Passage to read start
- The Hillmen (from left to right): Chris Hillman, Don Parmley, Rex Gosdin, and Vern Gosdin.

Background information
- Origin: Los Angeles, California, United States
- Genres: Bluegrass
- Years active: 1962–1964
- Labels: Together
- Past members: Chris Hillman Vern Gosdin Rex Gosdin Don Parmley Hal Poindexter

= The Hillmen =

American bluegrass band

The Hillmen (a.k.a. the Golden State Boys) were a southern Californian bluegrass group. Formed in 1962, the original line-up of the Golden State Boys consisted of Vern Gosdin on guitar and lead vocals, his brother Rex Gosdin on double bass, Hal Poindexter on guitar, and Don Parmley on banjo. Poindexter left the group in late 1962, however, and was replaced by 17-year-old mandolin prodigy Chris Hillman. Hillman, who had previously been a member of the high-profile San Diego bluegrass group the Scottsville Squirrel Barkers, was invited to join the Golden State Boys by Parmley, after the pair met at a bluegrass evening at The Ice House folk club in Pasadena. Upon his recruitment, the group briefly changed their name to the Blue Diamond Boys before finally settling on The Hillmen, in honor of their mandolin playing wunderkind.
Passage to read end
Material supplied start
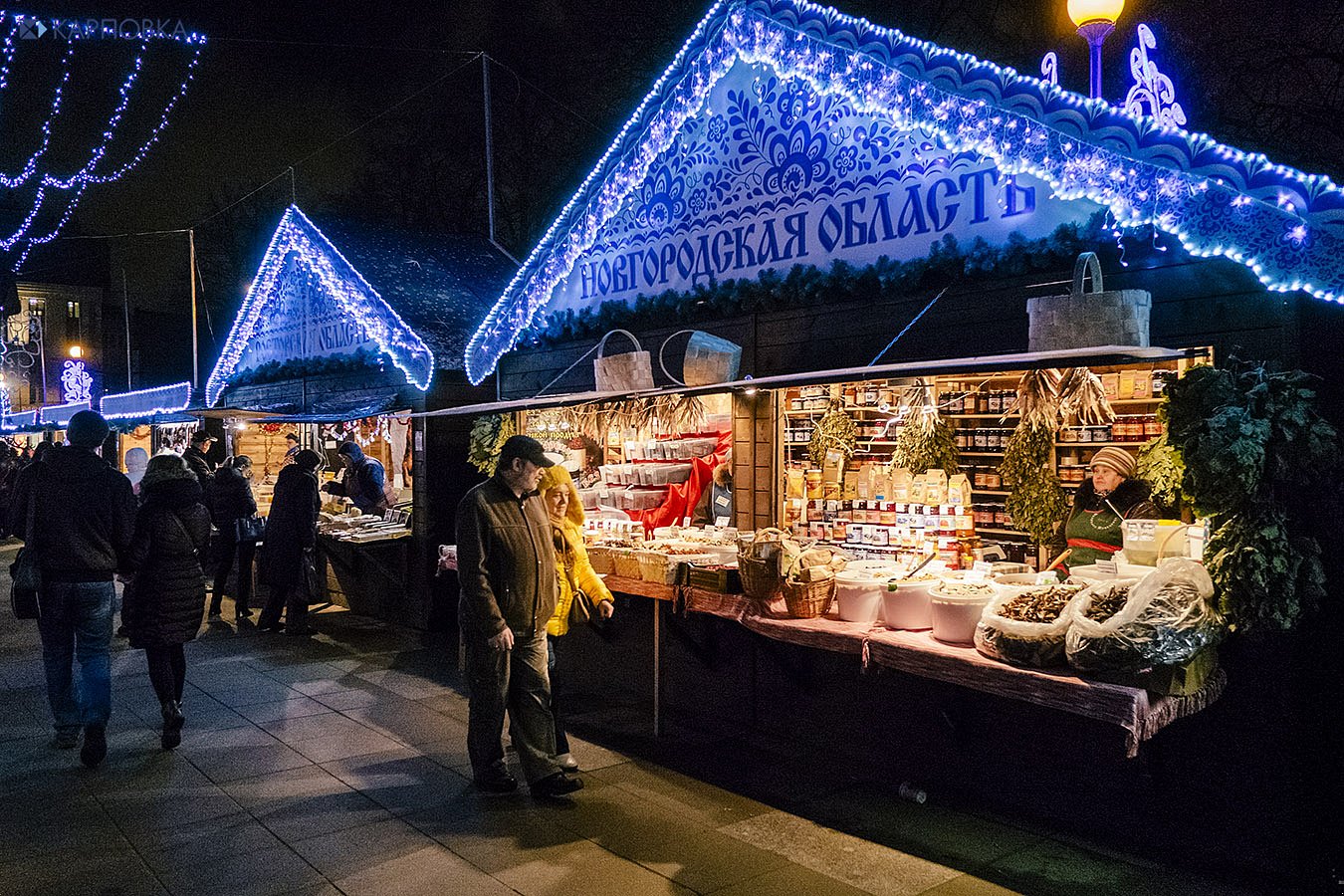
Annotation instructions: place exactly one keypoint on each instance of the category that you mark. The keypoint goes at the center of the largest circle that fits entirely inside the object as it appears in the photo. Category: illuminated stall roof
(402, 296)
(1283, 225)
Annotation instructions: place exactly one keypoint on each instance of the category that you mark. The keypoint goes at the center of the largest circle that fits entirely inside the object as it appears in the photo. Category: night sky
(285, 84)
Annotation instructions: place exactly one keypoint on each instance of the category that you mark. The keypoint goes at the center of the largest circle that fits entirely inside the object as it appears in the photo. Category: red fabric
(683, 496)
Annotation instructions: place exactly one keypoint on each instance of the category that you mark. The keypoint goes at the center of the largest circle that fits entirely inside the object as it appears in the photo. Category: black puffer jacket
(230, 497)
(165, 599)
(84, 515)
(291, 528)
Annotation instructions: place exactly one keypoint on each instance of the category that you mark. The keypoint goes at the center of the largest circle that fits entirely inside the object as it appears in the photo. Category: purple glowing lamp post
(1095, 19)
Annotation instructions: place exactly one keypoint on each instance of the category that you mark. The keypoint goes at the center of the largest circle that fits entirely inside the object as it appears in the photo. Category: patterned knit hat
Material supplied end
**Stated task:**
Quote everything in the text on the Hillmen from "American bluegrass band" down to "mandolin playing wunderkind.". The records aren't required for what comes next.

**Complete response:**
American bluegrass band

The Hillmen (a.k.a. the Golden State Boys) were a southern Californian bluegrass group. Formed in 1962, the original line-up of the Golden State Boys consisted of Vern Gosdin on guitar and lead vocals, his brother Rex Gosdin on double bass, Hal Poindexter on guitar, and Don Parmley on banjo. Poindexter left the group in late 1962, however, and was replaced by 17-year-old mandolin prodigy Chris Hillman. Hillman, who had previously been a member of the high-profile San Diego bluegrass group the Scottsville Squirrel Barkers, was invited to join the Golden State Boys by Parmley, after the pair met at a bluegrass evening at The Ice House folk club in Pasadena. Upon his recruitment, the group briefly changed their name to the Blue Diamond Boys before finally settling on The Hillmen, in honor of their mandolin playing wunderkind.